Text passage =
Personal information
- Full name: Andrew Lewis Goram
- Date of birth: 13 April 1964
- Place of birth: Bury, Lancashire, England
- Date of death: 2 July 2022 (aged 58)
- Place of death: Airdrie, Lanarkshire, Scotland
- Height: 5 ft 11 in (1.80 m)
- Position: Goalkeeper

Youth career
- West Bromwich Albion

Senior career*
- Years: Team / Apps / (Gls)
- 1981–1987: Oldham Athletic / 195 / (0)
- 1987–1991: Hibernian / 138 / (1)
- 1991–1998: Rangers / 184 / (0)
- 1998: Notts County / 1 / (0)
- 1998: Sheffield United / 7 / (0)
- 1998–2001: Motherwell / 57 / (0)
- 2001: → Manchester United (loan) / 2 / (0)
- 2001: Hamilton Academical / 1 / (0)
- 2001–2002: Coventry City / 7 / (0)
- 2002: Oldham Athletic / 4 / (0)
- 2002–2003: Queen of the South / 19 / (0)
- 2003–2004: Elgin City / 5 / (0)
- Total:  / 620 / (1)

International career
- 1985–1998: Scotland / 43 / (0)
- 1986: Scotland U21 / 1 / (0)
- 1990: SFA (SFL centenary) / 1 / (0)

Cricket information
- Batting: Left-handed
- Bowling: Right-arm medium
- Role: Bowler

International information

Domestic team information
- 1989–1991: Scotland

Career statistics
| Competition | FC | LA |
| Matches | 2 | 2 |
| Runs scored | 48 | 21 |
| Batting average | 16.00 | 21.00 |
| 100s/50s | 0/0 | 0/0 |
| Top score | 32 | 21 |
| Balls bowled | 156 | 114 |
| Wickets | 2 | 3 |
| Bowling average | 39.00 | 24.66 |
| 5 wickets in innings | 0 | 0 |
| 10 wickets in match | 0 | 0 |
| Best bowling | 1/16 | 2/42 |
| Catches/stumpings | 3/– | 1/– |
- Source: Cricinfo, 3 December 2013

= Andy Goram =

Scottish footballer (1964–2022)

Tasks to carry out =
A. Set down the Andy Goram profile word for word, everything from "- 2001–2002: Coventry" down to "Scotland / 43 / (0)".
B. Resume the Andy Goram profile from the point at which it stops.
The material that follows comes from a separate source.

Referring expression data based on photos

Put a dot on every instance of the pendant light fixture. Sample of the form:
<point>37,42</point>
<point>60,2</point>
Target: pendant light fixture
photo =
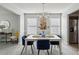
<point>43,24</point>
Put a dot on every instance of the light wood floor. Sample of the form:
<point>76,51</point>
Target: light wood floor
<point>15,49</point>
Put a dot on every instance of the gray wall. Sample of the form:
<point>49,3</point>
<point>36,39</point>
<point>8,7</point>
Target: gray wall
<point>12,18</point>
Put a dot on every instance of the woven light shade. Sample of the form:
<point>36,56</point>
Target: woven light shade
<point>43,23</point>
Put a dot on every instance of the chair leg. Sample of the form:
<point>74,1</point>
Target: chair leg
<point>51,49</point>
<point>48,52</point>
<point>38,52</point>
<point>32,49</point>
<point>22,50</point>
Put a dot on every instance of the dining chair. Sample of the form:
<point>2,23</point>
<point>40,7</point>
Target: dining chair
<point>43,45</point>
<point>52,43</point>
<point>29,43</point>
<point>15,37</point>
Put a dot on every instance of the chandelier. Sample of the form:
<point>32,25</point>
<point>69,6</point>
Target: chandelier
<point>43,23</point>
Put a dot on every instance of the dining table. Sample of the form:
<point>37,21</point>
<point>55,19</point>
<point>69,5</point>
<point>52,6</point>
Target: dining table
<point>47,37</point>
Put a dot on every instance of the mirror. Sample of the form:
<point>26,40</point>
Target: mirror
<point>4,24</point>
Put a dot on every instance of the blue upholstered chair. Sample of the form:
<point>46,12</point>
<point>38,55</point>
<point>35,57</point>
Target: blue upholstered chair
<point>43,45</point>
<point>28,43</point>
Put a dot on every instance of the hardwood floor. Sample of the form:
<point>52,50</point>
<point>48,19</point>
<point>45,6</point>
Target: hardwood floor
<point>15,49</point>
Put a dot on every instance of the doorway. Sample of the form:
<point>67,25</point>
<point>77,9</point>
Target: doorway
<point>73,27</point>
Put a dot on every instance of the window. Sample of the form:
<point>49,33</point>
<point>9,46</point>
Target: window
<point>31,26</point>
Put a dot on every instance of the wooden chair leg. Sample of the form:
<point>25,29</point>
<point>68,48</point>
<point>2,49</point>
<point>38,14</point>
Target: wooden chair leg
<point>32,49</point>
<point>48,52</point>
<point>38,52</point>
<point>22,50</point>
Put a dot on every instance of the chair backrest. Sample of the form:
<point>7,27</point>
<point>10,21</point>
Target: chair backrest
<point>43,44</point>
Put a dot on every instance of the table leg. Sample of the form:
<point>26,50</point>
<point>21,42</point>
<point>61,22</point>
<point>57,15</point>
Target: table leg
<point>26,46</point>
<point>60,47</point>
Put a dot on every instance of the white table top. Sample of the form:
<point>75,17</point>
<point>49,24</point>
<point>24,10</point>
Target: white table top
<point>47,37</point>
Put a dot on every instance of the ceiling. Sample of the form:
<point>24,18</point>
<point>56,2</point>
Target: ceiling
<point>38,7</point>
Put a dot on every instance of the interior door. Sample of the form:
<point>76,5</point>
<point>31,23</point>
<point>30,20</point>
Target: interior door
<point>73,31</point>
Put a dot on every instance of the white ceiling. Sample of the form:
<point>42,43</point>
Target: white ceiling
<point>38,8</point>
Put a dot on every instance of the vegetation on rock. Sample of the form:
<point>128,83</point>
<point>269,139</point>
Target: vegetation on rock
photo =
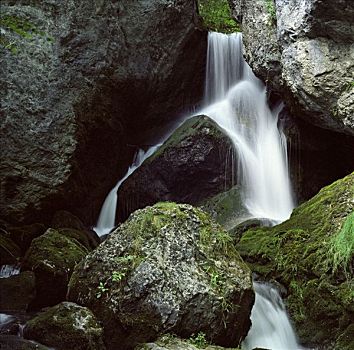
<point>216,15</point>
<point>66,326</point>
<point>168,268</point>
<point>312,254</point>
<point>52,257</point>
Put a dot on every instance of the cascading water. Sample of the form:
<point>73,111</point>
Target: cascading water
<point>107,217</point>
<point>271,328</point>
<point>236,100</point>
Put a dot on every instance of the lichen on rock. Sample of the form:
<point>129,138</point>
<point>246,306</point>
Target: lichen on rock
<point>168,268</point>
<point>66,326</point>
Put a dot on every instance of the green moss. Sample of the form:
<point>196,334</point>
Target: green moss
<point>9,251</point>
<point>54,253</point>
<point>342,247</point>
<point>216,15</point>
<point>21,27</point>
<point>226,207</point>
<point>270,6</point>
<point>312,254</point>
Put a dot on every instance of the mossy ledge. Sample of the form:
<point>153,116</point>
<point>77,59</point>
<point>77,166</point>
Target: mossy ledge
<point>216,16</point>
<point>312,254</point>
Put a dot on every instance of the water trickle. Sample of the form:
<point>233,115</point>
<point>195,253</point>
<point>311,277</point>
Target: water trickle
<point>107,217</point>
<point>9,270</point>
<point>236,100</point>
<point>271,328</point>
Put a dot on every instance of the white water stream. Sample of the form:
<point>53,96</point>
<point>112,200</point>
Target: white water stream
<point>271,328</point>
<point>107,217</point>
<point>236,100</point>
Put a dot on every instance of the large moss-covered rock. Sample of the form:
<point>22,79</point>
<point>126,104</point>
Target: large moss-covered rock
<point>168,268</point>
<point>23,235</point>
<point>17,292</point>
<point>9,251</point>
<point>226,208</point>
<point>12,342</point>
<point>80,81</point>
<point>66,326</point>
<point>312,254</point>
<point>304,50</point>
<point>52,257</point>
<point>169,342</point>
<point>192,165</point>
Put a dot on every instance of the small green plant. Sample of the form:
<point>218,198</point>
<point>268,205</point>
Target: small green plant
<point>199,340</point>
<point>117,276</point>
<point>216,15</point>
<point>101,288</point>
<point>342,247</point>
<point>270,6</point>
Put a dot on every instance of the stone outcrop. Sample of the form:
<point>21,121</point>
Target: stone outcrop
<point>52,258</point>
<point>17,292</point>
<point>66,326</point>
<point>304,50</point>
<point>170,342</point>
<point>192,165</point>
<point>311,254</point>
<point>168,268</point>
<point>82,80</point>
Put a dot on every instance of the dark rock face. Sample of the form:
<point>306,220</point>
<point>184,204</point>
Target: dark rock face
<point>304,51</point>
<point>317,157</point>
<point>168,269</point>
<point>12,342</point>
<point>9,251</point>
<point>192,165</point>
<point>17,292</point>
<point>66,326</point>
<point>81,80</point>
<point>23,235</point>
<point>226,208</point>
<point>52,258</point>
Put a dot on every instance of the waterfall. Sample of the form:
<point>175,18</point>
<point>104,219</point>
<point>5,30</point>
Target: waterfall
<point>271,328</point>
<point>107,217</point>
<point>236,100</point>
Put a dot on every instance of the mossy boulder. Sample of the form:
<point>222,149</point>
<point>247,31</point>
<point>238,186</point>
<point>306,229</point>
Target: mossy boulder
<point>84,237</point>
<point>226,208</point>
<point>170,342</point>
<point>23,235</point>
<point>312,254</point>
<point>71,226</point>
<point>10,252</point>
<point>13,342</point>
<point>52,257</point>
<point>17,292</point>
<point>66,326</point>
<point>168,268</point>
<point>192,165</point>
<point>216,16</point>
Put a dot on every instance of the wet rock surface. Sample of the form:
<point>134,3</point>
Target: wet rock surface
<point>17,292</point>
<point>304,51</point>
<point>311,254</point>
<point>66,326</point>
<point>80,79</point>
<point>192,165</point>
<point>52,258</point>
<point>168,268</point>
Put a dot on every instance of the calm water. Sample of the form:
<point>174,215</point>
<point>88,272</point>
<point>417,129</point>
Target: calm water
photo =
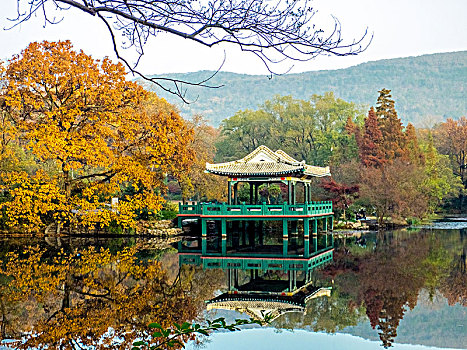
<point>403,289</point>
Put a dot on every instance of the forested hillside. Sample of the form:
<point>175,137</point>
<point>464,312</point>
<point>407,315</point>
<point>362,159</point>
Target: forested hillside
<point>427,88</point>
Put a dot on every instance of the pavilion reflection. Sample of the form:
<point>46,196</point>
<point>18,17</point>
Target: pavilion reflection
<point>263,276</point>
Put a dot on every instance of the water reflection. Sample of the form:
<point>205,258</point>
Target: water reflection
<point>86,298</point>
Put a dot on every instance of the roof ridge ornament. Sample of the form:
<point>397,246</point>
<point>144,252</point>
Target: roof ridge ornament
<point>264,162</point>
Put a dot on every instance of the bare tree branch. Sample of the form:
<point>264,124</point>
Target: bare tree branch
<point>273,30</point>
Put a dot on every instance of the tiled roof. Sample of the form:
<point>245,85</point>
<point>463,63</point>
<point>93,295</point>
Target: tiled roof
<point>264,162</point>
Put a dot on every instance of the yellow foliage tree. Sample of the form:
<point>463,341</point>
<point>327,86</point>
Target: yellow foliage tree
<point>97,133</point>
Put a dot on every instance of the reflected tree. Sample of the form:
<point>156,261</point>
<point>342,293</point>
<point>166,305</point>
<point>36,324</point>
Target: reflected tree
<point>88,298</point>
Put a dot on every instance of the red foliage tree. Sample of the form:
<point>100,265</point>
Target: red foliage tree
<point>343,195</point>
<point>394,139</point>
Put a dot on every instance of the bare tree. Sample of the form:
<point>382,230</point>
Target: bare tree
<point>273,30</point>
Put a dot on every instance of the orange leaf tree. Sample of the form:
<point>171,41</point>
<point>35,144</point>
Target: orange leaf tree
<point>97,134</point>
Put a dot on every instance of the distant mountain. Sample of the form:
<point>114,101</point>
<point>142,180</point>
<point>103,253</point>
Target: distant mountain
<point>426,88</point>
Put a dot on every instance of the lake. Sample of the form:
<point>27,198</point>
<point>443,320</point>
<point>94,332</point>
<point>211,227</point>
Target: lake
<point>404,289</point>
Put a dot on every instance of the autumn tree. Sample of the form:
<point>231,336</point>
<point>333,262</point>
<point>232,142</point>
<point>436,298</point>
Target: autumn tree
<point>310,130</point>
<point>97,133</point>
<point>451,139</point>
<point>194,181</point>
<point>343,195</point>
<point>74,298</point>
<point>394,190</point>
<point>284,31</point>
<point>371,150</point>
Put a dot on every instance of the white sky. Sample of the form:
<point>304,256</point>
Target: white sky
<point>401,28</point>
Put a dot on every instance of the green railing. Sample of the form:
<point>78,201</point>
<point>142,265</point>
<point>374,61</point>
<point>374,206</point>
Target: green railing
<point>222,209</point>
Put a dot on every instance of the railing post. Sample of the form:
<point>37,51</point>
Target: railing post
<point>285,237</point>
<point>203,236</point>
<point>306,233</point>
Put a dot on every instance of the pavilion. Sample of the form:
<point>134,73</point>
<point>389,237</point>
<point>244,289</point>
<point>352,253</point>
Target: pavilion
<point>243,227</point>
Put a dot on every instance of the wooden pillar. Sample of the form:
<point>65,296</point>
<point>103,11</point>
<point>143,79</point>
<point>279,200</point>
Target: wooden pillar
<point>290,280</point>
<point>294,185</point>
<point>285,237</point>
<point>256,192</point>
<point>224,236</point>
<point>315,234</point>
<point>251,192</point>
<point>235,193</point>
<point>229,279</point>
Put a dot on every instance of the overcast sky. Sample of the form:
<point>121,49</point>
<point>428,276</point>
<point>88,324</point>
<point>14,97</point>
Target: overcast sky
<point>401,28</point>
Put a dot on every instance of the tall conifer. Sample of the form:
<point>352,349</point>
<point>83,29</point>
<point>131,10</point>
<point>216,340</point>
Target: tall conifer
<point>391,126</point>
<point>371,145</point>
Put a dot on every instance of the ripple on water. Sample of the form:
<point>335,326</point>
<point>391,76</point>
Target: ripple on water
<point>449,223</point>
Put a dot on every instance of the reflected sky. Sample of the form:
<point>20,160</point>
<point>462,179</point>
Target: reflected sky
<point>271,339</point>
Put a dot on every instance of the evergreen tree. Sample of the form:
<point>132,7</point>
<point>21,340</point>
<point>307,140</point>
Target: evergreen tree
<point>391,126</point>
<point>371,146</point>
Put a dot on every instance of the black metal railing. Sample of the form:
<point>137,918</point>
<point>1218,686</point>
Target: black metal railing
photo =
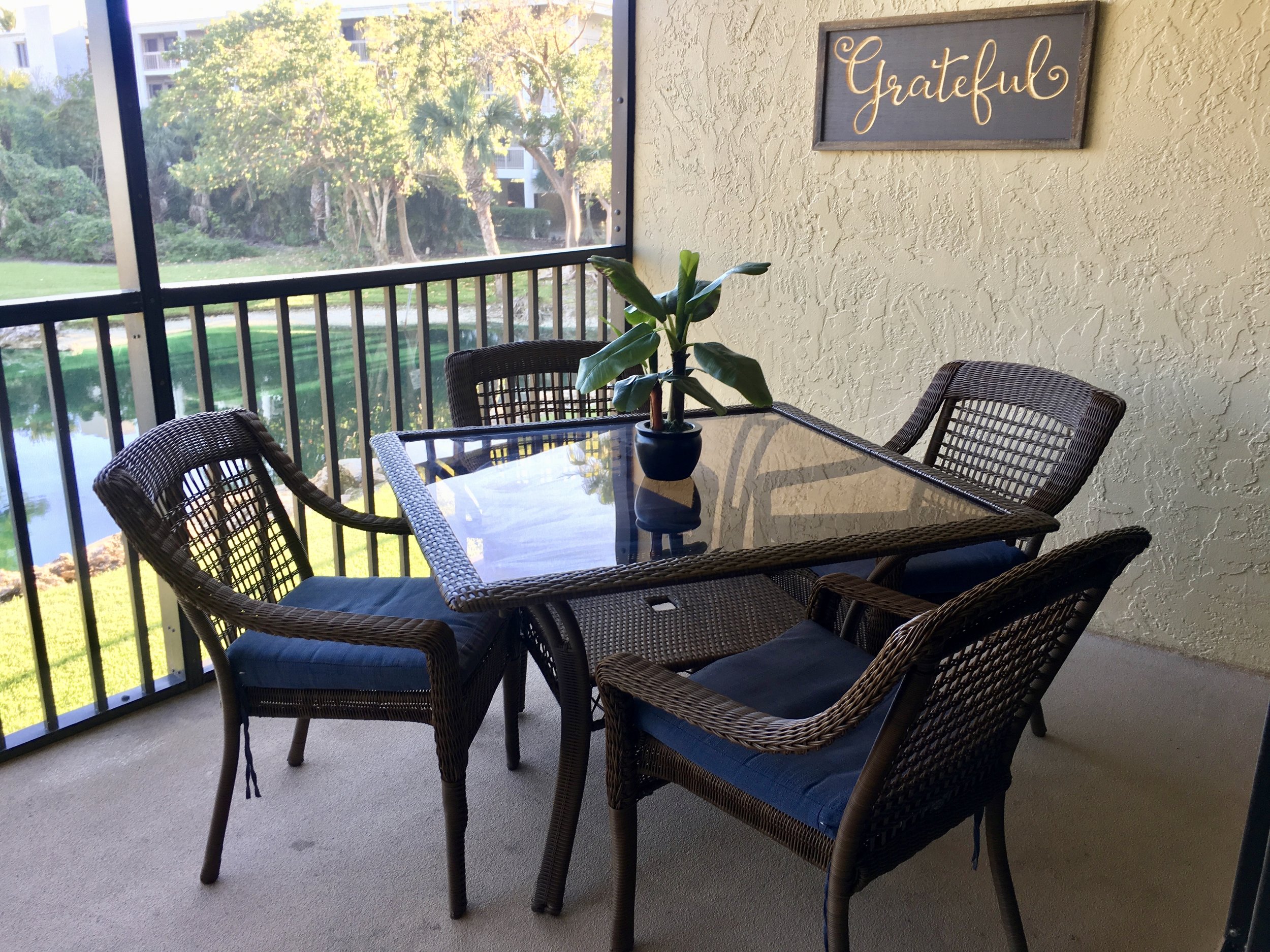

Answers by task =
A.
- 2001–2002: Coventry City / 7 / (0)
- 2002: Oldham Athletic / 4 / (0)
- 2002–2003: Queen of the South / 19 / (0)
- 2003–2004: Elgin City / 5 / (0)
- Total:  / 620 / (1)

International career
- 1985–1998: Scotland / 43 / (0)

B.
Andrew Lewis Goram (13 April 1964 – 2 July 2022) was a Scottish footballer who played as a goalkeeper. Born in Bury, Lancashire, England, he started his career with Oldham Athletic and Hibernian, but he is best remembered for playing for Rangers during the 1990s, when he earned the nickname "The Goalie". In a 2001 poll of Rangers fans, Goram was voted Rangers' greatest-ever goalkeeper.

Goram appeared in 43 international matches for Scotland and was selected for their squads at the 1986 and 1990 World Cups, UEFA Euro 1992 and UEFA Euro 1996.

After his time with Rangers, Goram played for many clubs, most notably at Motherwell and a brief loan spell at Manchester United. He also represented Scotland at cricket, and was one of only four men to play internationally for Scotland in both football and cricket.

After retirement from playing, he went on to become a goalkeeping coach at numerous Scottish clubs.

==Club career==

===Early career===
Goram began his career at West Bromwich Albion but was released as a teenager. He then joined Oldham Athletic in 1981 and spent nearly seven years with the club, making 195 Football League appearances. His performances saw him voted into the PFA Team of the Year for the English Second Division in 1986–87.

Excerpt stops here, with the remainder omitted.